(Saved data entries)
━━━━━━━━

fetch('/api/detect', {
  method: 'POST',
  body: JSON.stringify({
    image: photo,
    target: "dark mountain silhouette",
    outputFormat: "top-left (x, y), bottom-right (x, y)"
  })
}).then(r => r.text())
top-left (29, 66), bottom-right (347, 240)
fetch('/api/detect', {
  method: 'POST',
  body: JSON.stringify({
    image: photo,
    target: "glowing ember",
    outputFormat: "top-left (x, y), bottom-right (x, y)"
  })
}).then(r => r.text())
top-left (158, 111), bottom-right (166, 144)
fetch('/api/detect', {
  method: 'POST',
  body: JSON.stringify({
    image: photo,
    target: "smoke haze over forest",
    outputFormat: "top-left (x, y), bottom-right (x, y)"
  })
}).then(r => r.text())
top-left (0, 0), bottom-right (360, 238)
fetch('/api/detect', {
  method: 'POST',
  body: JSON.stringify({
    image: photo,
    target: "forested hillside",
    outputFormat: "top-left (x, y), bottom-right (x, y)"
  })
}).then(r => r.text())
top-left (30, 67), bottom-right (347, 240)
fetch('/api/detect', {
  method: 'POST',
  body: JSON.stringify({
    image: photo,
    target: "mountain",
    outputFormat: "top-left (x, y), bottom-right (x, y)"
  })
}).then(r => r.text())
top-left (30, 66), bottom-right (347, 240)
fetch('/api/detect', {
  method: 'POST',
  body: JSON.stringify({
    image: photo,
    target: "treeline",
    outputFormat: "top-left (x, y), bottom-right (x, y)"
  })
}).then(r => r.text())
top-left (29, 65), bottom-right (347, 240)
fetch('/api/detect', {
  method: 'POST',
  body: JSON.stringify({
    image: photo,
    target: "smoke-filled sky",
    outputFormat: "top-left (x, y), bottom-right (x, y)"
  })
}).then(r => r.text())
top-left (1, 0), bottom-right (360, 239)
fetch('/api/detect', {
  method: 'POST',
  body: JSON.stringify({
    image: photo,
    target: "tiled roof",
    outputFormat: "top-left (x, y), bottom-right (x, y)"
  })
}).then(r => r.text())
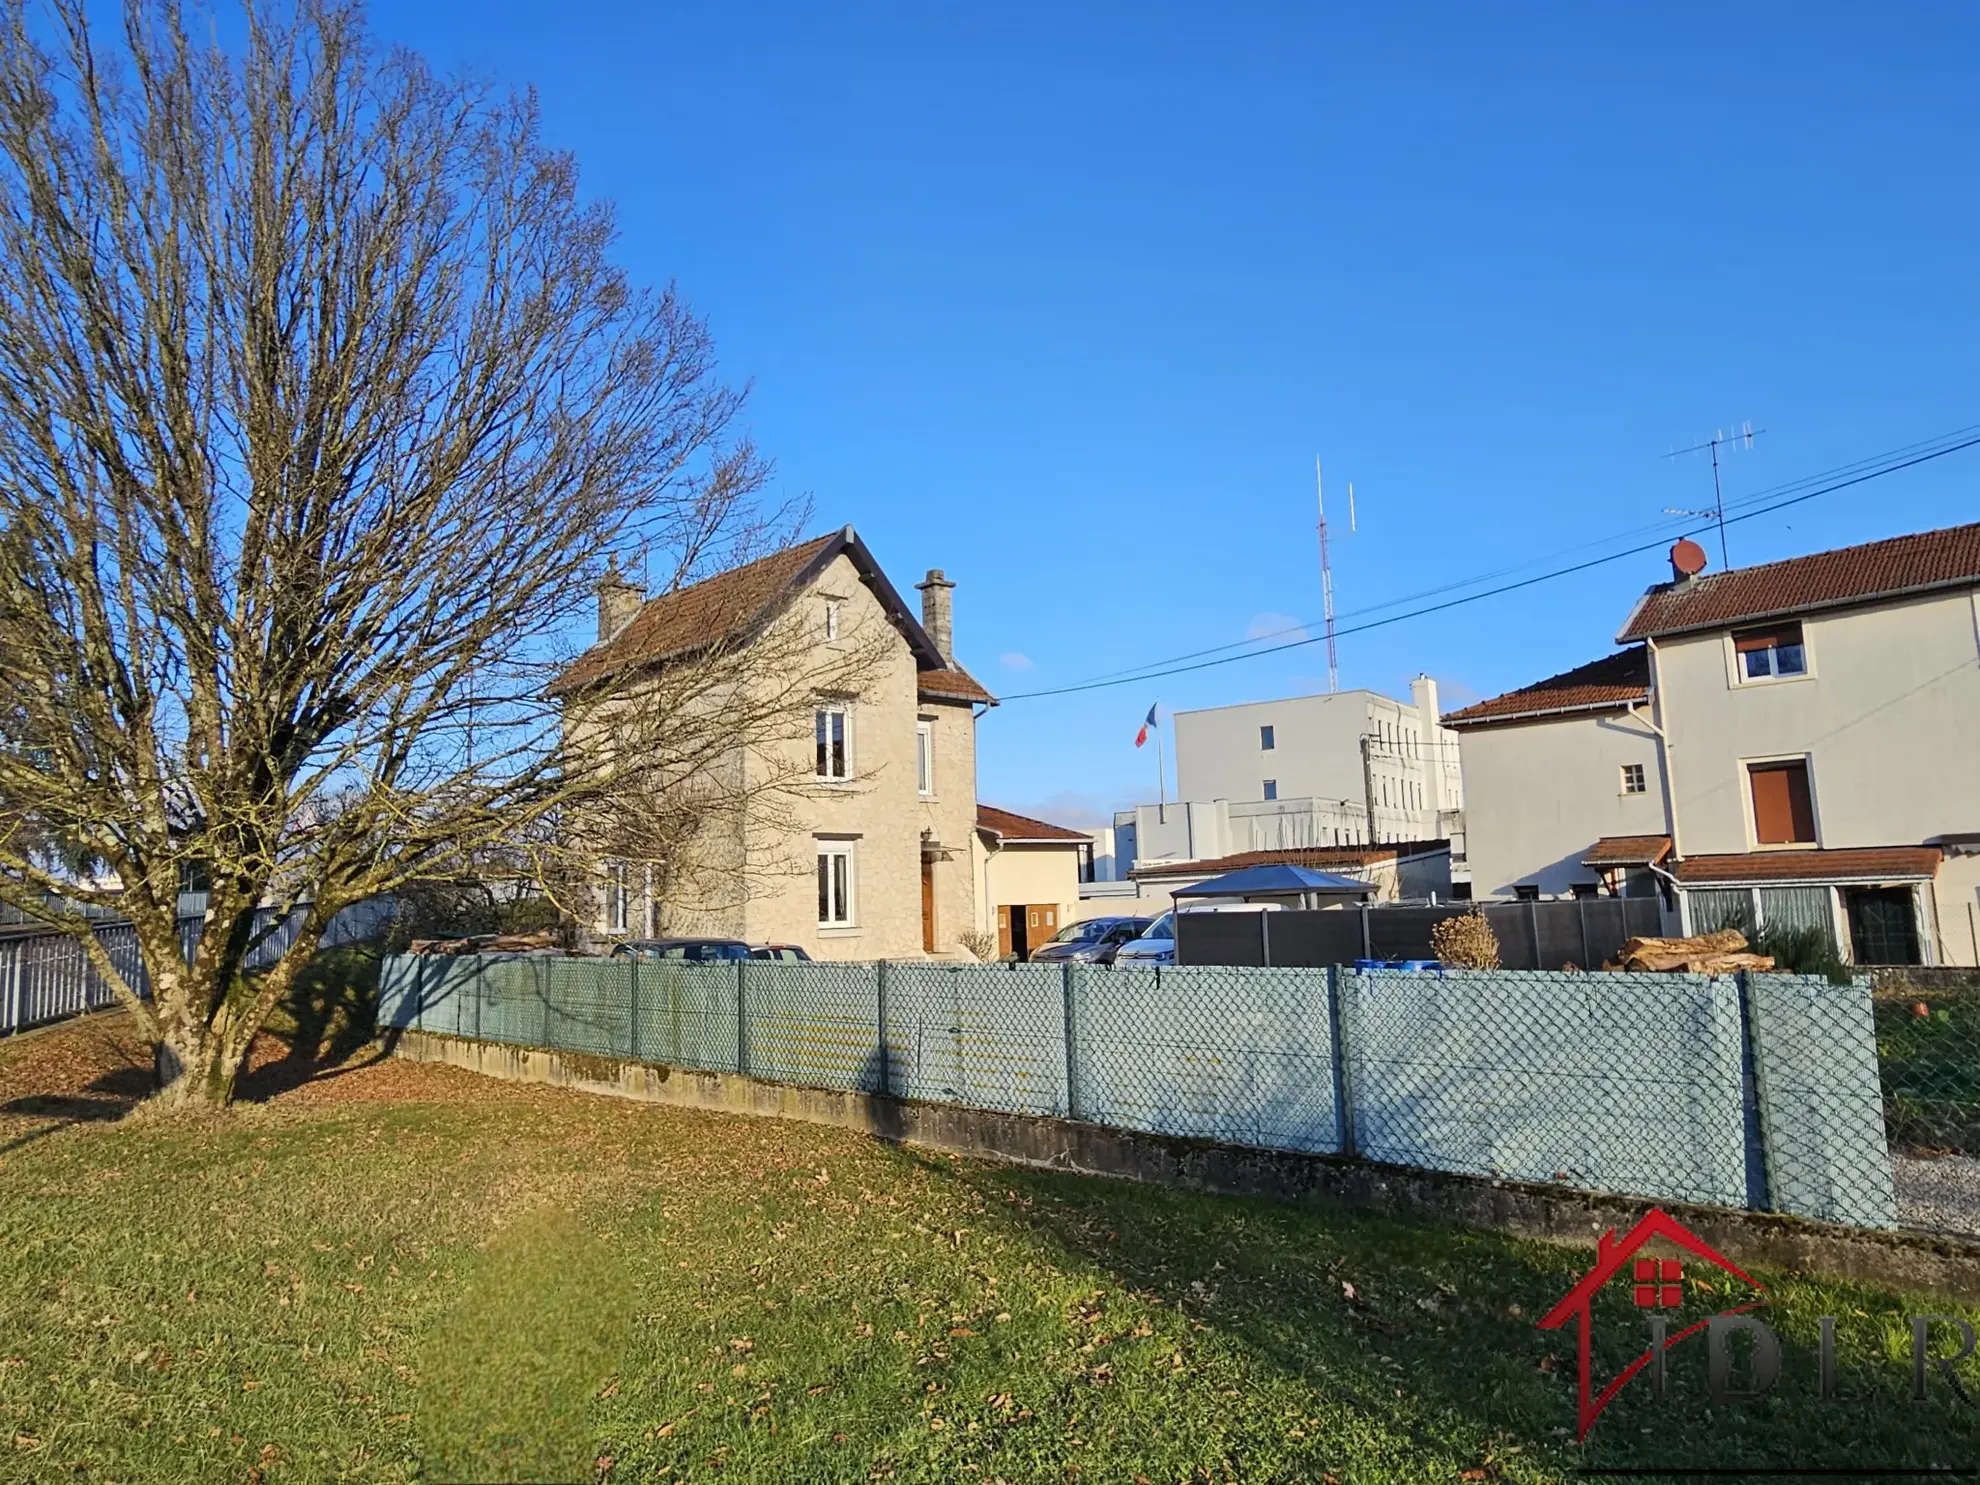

━━━━━━━━

__Activity__
Once the pictures are set aside, output all of the data above verbatim.

__Result__
fetch('/api/detect', {
  method: 'POST',
  body: JSON.stringify({
    image: photo,
    target: "dark mountain silhouette",
    outputFormat: "top-left (x, y), bottom-right (x, y)"
  })
}).then(r => r.text())
top-left (29, 66), bottom-right (347, 240)
fetch('/api/detect', {
  method: 'POST',
  body: JSON.stringify({
    image: photo,
    target: "glowing ember",
    outputFormat: "top-left (x, y), bottom-right (x, y)"
  })
}).then(r => r.text())
top-left (158, 111), bottom-right (166, 144)
fetch('/api/detect', {
  method: 'POST',
  body: JSON.stringify({
    image: photo,
    target: "smoke haze over forest",
    outputFormat: "top-left (x, y), bottom-right (x, y)"
  })
}).then(r => r.text())
top-left (0, 0), bottom-right (360, 238)
fetch('/api/detect', {
  method: 'POST',
  body: JSON.stringify({
    image: photo,
    target: "forested hillside",
    outputFormat: "top-left (x, y), bottom-right (x, y)"
  })
}).then(r => r.text())
top-left (30, 67), bottom-right (347, 240)
fetch('/api/detect', {
  method: 'POST',
  body: JSON.stringify({
    image: photo,
    target: "mountain",
    outputFormat: "top-left (x, y), bottom-right (x, y)"
  })
}).then(r => r.text())
top-left (30, 66), bottom-right (347, 240)
fetch('/api/detect', {
  method: 'POST',
  body: JSON.stringify({
    image: photo,
    target: "treeline",
    outputFormat: "top-left (x, y), bottom-right (x, y)"
  })
}).then(r => r.text())
top-left (29, 65), bottom-right (347, 240)
fetch('/api/detect', {
  method: 'POST',
  body: JSON.stringify({
    image: photo,
    target: "smoke-filled sky",
    outputFormat: "top-left (x, y), bottom-right (x, y)"
  })
}).then(r => r.text())
top-left (1, 0), bottom-right (360, 239)
fetch('/api/detect', {
  method: 'POST',
  body: JSON.stringify({
    image: photo,
    target: "tiled roof",
    outputFormat: "top-left (x, y), bottom-right (x, y)"
  })
}).then(r => r.text())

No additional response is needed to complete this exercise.